■ **QUOTED PASSAGE**

The prediction of pore pressure (PP) is primarily established based on the divergence of the petrophysical measurements from the normal compaction trend. In the transition zone between the hydrostatically pressured and geopressured systems, formation water is expelled gradually from sediments due to pressure gradient drop from deeper to shallower depth. In this transition zone velocity, density and resistivity increase downward concurrent with the rate of dewatering process. The Normal Compaction Trend (NCT) represents the optimum fitted linear trend of these measured data in the low permeable beds in this transition zone. Inversely, in the geopressured system (where water is no longer capable of escaping) velocity, density, and resistivity measurements decrease in the low permeable beds.

In this study PP prediction and analyses, based on the effective stress models of numerous wildcats in the shelf and deep water in the Gulf of Mexico, reveal the significance of correctly defining the slope and extent of NCT.

Defining the NCT is an intricate process, which relies on several aspects. Stratigraphy and frequency of seals to reservoirs determine the slope and extent of NCT. In the outer-shelf paleo-environment a short extent and higher slope of NTC is usually associated with higher pore pressure gradient (PG). On the other hand, in the inner-shelf and deep water paleo-environments where NCT has a long extent and lower slopes a low PG is found. Moreover, structural setting has an immense impact on the slope and extent of the NTC slope. Structural high is usually associated with higher NCT slope (higher PG) and, conversely, structural low shows low NTC slope (lower PG).

■ **INSTRUCTION 1**
Pick out every line in the entries below that contains the word "rear", and copy each one.

■ **STORED RECORDS**
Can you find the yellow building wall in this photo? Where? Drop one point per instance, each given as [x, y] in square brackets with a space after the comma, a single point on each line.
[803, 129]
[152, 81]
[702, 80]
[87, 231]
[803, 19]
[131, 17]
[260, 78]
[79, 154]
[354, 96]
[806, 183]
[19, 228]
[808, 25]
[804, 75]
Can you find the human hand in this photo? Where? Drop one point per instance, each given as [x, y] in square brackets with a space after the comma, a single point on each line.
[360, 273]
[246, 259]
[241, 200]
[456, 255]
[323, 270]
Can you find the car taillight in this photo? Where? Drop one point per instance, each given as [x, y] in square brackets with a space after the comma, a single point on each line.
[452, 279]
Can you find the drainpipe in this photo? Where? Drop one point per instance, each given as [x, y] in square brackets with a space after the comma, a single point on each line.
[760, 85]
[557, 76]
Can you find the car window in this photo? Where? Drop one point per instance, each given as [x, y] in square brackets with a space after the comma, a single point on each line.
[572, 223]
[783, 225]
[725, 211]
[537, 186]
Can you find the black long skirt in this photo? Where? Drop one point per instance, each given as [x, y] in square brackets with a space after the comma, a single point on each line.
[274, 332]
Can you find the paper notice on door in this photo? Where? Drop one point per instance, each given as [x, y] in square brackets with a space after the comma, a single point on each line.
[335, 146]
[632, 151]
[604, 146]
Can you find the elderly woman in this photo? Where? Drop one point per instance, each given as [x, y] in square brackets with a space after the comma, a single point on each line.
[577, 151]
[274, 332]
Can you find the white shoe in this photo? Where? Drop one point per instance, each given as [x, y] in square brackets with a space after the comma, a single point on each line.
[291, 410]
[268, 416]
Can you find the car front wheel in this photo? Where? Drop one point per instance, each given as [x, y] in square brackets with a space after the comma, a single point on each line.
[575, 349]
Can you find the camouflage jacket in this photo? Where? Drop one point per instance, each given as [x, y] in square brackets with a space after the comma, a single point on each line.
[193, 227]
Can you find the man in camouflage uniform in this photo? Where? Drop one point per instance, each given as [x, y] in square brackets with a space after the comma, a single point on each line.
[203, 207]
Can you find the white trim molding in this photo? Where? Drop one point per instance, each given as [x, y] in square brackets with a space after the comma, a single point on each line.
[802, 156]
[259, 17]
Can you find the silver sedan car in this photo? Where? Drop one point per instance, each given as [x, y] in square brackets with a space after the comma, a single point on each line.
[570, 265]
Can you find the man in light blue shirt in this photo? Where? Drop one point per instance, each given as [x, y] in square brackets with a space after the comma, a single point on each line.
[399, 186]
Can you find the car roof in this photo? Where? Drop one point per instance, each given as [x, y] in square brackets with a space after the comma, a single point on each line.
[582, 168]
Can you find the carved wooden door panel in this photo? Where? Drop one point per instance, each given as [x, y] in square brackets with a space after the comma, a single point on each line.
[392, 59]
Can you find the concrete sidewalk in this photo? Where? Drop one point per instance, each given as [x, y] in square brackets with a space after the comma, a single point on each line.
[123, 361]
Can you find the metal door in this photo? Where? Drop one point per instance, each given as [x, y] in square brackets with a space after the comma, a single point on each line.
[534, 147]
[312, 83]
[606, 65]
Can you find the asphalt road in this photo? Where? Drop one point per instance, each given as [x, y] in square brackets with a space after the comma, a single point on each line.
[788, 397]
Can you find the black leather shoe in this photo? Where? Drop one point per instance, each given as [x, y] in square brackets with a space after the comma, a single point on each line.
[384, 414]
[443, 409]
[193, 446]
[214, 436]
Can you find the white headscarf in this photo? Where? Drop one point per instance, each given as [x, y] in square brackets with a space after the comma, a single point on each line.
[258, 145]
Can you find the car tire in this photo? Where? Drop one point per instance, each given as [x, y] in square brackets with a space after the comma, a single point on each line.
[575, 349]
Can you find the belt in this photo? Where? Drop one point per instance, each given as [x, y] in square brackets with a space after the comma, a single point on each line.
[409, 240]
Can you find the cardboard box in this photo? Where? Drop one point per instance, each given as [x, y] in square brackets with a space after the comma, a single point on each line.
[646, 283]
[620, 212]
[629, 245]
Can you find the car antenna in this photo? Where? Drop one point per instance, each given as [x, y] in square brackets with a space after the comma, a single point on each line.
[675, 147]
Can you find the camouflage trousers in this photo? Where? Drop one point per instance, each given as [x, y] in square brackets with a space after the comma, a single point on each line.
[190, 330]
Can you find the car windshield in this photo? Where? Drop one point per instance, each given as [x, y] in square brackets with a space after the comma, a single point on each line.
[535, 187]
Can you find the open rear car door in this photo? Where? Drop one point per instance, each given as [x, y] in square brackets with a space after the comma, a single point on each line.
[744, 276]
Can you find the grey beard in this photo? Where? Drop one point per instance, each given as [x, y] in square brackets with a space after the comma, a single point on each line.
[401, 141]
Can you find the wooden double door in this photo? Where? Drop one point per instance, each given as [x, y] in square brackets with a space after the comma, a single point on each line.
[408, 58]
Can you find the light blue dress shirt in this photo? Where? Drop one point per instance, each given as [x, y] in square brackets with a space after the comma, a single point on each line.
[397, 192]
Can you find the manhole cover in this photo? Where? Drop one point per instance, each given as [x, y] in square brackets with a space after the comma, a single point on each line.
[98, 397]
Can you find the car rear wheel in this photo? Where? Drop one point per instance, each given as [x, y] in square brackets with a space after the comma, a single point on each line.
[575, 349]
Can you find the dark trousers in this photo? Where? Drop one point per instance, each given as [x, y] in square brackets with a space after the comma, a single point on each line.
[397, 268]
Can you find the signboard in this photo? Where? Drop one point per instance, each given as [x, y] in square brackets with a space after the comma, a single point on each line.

■ **INSTRUCTION 2**
Continue the passage on pore pressure prediction above, starting after its last sentence.

■ **EXPECTED OUTPUT 1**
Can you find the open rear car door in this photo? Where? Drop one point per instance, each given as [x, y] in square brackets with a space after the comma, a single point on each line.
Can you find the car rear wheel in this photo? Where? Drop one point per instance, each given as [x, y] in square brackets with a space after the comma, a single point on each line.

■ **EXPECTED OUTPUT 2**
The manual change of the slope on NCT leads to artificial alteration of the ratio of extrapolated normal petrophysical value to the actual observed petrophysical measurements, i.e. the value of ΔTn /ΔTo at a specific depth. Therefore, swaying the NCT slope for the purpose of calibrating and fine tuning the predicted pressure compromises the effective stress – pore pressure transformation process. Breaking the NCT to several segments for the same purpose is a compromising adjustment process.

Moreover, because the structural setting of a lead or a prospect has a direct impact on the NCT’s slope, and therefore assuming a common NCTC for the whole explored area is another pore pressure interpretation mishandling. Noteworthy, petrophysical data acquisition; processing and quality affect the outcome results and calculations.

Recommendations concluded from this study treat the NCT slope and extent as a constant predetermined geological component in the process of PP prediction – effective stress transformation models.

Background

Generic subsurface pore pressure profile is usually divided into three segments:

  1. The shallow, upper, unconfined section is usually subject to free flow surface water. In an offshore setting, sea level fluctuation, brackish water encroachment, and sediment influx have a direct impact on the hydrostatic behavior of the normally pressured system (Fig. 1). This shallow unconsolidated sediment extends between the mud-line (sea floor) down to the depth where the compaction disequilibrium dewatering (CDD) process commences. Surface casing (drive pipes) is usually hammer-driven through this unconsolidated section.
  2. The middle hydrodynamic section, where upward dewatering process takes place between CDD down to a depth where stress and stratigraphy prevent fluid from breaching the top seal. The upward fluid flow in this section is a result of the gradual pressure gradient drop from the deep to the shallow layers. The depth where dewatering is seized is referred to as fluid retention depth (FRD) or top of geopressure (TOG). This Transition Zone (TZ) represents the phase where compaction disequilibrium is active between the lower confined geopressure and the unconfined upper sections. Drilling water flow hazards are common in this zone among young deep-water sediments. These hazards are usually initiated by the vertical flow generated by the pressure differential and permeability contrast in this zone.
  3. The lower confined section is geopressured and the pore pressure gradient exceeds the hydrostatic. Although sand beds (reservoirs) show a hydrostatic pressure gradient, pressure gradient in shale (seals) is higher and tends to be analogous to the principal stress (PS) pressure gradient. Drilling in the geopressured section requires several casing points contingent on the subsurface drilling tolerance window (Shaker, 2002).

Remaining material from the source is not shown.